Originally Posted by Coldsnap
5-3-1 with bodybuilding like assistance work is where it's at.
Is it really?
Don't you think 5 sets of 10 reps with squats are going to put more size and strength on you than the same volume in leg curls and leg extensions?
If I would do 5/3/1, I would def go with the BBB assistance on opposite days. That template seems to guarantee size and 2x per week per lift and muscle group is pretty optimal for naturals.
So something like:
4 times a week
- Bench 5/3/1 + OHP BBB + upper back, lats, arms, abs
- Squat 5/3/1 + deadlift variation BBB + maybe more legs and lower back
- OHP 5/3/1 + bench / db bench variation BBB + lats, arms, abs
- Deadlift 5/3/1 + squat / front squat + maybe more legs and lower back
Originally Posted by Cool The Kid
I have been thinking about stripping down to a real minimalist routine. Bench, shoulder press and 2 types of rows on upper days, squats, deads and calf raises on lower days. All that matters is putting more weight on the bar over time... and keeping workouts short = faster recovery and more frequency. I would try going back to the absolute basics and just adding on a tiny lil bit of accessory work to address weaknesses
My leg day now is just squats and deads. Im wiped after every session and making gains. Frequency > volume IMO.

* * * * *

◆ Activity list ◆
1 - According to the training post, how many days a week would the proposed 5/3/1 schedule run?
2 - Reproduce the training post from "Originally Posted by Coldsnap" up to and including "and leg extensions?".
3 - Condense the paragraph of the training post that begins "I have been thinking about stripping down" into a short bulleted list that keeps its main facts.

* * * * *

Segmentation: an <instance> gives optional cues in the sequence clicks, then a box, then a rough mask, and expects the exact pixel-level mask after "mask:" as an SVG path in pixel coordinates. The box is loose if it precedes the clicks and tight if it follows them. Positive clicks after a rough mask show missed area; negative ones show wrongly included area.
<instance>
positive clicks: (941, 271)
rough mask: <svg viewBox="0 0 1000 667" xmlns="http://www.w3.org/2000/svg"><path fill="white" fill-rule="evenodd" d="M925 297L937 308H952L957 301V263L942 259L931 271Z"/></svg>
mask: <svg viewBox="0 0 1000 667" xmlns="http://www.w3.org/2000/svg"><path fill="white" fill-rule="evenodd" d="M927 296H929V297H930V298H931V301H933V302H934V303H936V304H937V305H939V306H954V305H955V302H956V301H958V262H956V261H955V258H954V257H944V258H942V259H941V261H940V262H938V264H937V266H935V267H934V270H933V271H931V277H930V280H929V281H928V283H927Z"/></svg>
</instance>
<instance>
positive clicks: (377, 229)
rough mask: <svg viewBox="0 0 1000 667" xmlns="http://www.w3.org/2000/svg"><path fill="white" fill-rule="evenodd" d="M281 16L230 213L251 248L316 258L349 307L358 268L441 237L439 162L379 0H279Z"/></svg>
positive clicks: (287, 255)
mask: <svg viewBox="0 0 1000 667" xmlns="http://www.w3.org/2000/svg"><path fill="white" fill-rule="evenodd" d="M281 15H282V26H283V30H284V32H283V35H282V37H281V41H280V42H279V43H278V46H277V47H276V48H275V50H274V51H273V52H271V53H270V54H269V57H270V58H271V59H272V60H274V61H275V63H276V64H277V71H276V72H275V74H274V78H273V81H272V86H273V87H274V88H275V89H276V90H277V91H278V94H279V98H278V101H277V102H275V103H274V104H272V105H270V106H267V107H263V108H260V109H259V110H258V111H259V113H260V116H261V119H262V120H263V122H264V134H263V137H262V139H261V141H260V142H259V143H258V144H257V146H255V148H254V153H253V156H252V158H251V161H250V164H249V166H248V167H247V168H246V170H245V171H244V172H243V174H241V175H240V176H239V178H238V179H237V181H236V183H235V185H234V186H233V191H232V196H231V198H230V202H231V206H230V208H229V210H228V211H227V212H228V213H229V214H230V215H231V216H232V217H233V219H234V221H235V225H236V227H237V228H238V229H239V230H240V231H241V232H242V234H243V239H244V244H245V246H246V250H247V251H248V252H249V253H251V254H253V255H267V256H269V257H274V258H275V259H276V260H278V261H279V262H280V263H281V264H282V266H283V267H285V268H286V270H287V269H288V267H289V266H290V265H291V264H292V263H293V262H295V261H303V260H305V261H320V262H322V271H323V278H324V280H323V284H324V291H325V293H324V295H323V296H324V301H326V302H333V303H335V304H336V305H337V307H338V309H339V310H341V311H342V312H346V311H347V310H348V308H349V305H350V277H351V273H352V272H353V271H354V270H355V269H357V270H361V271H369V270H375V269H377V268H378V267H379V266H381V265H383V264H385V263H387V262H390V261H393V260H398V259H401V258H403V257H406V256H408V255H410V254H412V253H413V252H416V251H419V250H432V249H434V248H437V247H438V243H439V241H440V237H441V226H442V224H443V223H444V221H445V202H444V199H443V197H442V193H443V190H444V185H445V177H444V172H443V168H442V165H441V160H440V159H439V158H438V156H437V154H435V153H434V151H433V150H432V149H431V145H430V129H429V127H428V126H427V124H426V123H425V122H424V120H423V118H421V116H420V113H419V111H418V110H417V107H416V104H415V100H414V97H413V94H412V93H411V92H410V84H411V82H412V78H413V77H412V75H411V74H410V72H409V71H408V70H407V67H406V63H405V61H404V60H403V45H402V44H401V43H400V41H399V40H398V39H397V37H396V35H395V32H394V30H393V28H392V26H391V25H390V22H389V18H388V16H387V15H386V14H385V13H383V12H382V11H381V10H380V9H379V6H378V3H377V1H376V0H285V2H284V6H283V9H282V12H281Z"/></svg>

* * * * *

◆ Answers to the exercise ◆
1 - Four times a week.

2 -
Originally Posted by Coldsnap
5-3-1 with bodybuilding like assistance work is where it's at.
Is it really?
Don't you think 5 sets of 10 reps with squats are going to put more size and strength on you than the same volume in leg curls and leg extensions?

3 -
- The writer is considering a real minimalist routine.
- Upper days: bench, shoulder press and two types of rows.
- Lower days: squats, deads and calf raises.
- What matters is putting more weight on the bar over time.
- Short workouts mean faster recovery and more frequency.
- The plan is to go back to the absolute basics and add a tiny bit of accessory work to address weaknesses.